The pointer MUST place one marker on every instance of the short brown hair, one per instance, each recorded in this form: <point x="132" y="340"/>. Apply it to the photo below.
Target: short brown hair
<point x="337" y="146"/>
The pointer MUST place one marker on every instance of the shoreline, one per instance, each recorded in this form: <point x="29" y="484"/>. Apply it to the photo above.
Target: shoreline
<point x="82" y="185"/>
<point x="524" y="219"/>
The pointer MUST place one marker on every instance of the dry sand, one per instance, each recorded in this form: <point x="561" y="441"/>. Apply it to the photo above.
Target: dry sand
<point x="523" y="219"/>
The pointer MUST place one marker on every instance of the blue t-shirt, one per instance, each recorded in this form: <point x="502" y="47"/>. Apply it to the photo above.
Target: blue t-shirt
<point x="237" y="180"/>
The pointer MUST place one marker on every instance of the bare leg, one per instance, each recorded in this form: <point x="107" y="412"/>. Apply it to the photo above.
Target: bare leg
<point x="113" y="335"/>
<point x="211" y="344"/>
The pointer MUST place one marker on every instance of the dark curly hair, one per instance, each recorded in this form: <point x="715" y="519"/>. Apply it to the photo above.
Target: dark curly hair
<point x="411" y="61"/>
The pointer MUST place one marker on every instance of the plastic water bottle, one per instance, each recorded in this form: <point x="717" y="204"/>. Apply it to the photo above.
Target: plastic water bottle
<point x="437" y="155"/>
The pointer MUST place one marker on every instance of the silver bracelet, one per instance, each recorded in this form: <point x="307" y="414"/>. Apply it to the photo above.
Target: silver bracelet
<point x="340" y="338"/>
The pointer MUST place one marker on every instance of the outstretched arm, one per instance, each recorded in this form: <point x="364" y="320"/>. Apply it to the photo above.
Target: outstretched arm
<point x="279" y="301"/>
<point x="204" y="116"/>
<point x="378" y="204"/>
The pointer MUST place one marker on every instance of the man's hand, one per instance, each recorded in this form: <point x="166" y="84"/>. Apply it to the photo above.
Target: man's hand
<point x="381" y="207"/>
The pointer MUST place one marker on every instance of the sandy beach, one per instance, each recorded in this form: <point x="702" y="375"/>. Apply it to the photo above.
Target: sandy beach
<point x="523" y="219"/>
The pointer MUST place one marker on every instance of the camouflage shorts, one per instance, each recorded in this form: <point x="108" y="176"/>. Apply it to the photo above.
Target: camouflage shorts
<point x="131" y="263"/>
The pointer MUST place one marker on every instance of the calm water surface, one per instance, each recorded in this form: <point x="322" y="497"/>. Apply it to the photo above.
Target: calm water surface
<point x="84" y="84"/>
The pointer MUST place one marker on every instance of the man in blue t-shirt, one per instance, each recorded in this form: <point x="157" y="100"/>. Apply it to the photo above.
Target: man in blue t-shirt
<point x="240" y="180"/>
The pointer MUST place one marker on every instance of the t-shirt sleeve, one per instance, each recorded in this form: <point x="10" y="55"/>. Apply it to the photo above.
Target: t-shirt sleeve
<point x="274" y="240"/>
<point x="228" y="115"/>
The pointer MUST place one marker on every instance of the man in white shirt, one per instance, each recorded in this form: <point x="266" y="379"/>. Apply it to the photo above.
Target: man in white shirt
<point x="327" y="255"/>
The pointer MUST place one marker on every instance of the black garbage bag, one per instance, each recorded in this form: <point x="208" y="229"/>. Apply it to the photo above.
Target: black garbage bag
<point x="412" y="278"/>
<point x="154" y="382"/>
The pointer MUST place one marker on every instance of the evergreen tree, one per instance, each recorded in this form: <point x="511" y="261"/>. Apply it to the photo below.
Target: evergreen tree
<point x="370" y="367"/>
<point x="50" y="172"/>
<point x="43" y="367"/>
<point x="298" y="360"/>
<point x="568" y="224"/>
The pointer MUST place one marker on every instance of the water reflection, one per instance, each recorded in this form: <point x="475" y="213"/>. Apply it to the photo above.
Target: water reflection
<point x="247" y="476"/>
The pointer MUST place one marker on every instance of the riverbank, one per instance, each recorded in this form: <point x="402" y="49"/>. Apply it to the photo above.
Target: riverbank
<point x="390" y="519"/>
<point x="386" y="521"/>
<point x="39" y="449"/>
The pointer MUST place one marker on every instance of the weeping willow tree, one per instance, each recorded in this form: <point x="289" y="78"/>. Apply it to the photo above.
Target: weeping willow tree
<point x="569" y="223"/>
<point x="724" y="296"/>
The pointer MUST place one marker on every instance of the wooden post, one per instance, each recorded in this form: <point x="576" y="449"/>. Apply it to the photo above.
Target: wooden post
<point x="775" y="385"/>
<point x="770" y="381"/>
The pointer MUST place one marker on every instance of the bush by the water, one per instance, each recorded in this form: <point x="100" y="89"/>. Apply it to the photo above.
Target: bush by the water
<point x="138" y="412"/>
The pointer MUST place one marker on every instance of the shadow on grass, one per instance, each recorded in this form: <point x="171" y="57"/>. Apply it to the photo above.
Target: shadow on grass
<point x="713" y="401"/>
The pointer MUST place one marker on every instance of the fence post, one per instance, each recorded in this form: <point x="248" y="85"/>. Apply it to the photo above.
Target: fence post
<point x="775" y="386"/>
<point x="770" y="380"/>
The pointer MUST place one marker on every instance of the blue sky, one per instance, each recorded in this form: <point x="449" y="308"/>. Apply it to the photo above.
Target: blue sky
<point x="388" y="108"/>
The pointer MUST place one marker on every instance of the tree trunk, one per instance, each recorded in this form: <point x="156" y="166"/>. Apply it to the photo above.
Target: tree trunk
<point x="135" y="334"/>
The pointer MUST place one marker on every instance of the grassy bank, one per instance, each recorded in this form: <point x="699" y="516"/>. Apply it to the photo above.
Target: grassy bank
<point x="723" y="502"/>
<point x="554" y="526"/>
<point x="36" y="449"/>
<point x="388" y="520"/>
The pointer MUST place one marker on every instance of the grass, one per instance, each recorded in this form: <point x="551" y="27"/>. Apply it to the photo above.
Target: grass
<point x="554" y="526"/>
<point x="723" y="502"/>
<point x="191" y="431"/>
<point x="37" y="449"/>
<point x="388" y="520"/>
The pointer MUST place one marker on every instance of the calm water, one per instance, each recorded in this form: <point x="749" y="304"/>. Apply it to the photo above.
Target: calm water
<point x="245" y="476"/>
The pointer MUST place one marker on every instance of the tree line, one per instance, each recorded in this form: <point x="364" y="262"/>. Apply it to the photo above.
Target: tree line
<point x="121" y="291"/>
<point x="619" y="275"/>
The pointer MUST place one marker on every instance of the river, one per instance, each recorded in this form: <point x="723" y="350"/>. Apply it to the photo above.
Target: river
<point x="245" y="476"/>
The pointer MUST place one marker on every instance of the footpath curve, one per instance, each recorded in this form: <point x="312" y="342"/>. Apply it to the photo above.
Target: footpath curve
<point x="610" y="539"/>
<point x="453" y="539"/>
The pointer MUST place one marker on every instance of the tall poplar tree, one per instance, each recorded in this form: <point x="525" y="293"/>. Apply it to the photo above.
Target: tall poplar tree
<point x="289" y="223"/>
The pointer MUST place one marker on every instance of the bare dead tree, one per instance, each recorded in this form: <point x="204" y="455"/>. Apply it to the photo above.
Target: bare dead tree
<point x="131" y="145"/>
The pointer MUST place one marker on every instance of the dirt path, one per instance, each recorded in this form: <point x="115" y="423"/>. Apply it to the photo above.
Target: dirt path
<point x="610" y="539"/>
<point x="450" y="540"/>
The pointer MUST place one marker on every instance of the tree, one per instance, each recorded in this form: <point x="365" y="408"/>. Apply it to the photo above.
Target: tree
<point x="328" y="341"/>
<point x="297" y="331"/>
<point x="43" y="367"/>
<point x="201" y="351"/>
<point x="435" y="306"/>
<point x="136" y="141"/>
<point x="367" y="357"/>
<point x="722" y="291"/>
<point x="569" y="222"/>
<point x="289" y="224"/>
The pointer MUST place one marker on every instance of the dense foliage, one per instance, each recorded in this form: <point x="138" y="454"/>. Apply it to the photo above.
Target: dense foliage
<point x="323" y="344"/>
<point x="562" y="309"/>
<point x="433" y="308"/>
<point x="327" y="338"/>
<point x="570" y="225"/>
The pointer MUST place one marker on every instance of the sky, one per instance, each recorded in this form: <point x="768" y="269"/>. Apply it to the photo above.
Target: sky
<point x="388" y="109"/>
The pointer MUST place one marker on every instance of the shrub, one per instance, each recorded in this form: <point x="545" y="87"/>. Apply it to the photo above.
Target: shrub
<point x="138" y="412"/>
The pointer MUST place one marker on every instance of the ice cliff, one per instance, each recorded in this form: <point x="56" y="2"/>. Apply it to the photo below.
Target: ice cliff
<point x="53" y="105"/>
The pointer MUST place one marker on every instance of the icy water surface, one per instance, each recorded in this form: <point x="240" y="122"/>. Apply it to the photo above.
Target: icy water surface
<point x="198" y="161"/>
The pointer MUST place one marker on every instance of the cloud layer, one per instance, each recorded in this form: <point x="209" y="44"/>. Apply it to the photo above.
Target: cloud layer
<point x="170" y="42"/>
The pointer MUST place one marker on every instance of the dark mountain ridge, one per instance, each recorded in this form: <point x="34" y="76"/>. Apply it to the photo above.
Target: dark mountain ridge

## Work instruction
Your answer should consist only of the lines above between the line holding "Target: footpath curve" and the line holding "the tree, one", inclusive, each transcribed exactly.

## Finished task
Target: footpath curve
<point x="610" y="539"/>
<point x="453" y="539"/>
The pointer MUST place one marker on every instance of the tall poplar tree, one per instance, each recorded in this form: <point x="525" y="293"/>. Apply it to the photo above.
Target: tall poplar tree
<point x="289" y="223"/>
The pointer MUST place one marker on every instance of the bare dead tree, one per instance, each recorded in this form: <point x="204" y="455"/>. Apply it to the photo above.
Target: bare dead tree
<point x="131" y="145"/>
The pointer MUST place one marker on every instance of the dirt path, one per instance, each recorded in this form: <point x="115" y="423"/>. Apply it to the photo above.
Target: dirt path
<point x="610" y="539"/>
<point x="450" y="540"/>
The pointer MUST place one marker on every instance of the tree, one per instance, each recorded in this form: <point x="365" y="408"/>. Apply it to the photo above.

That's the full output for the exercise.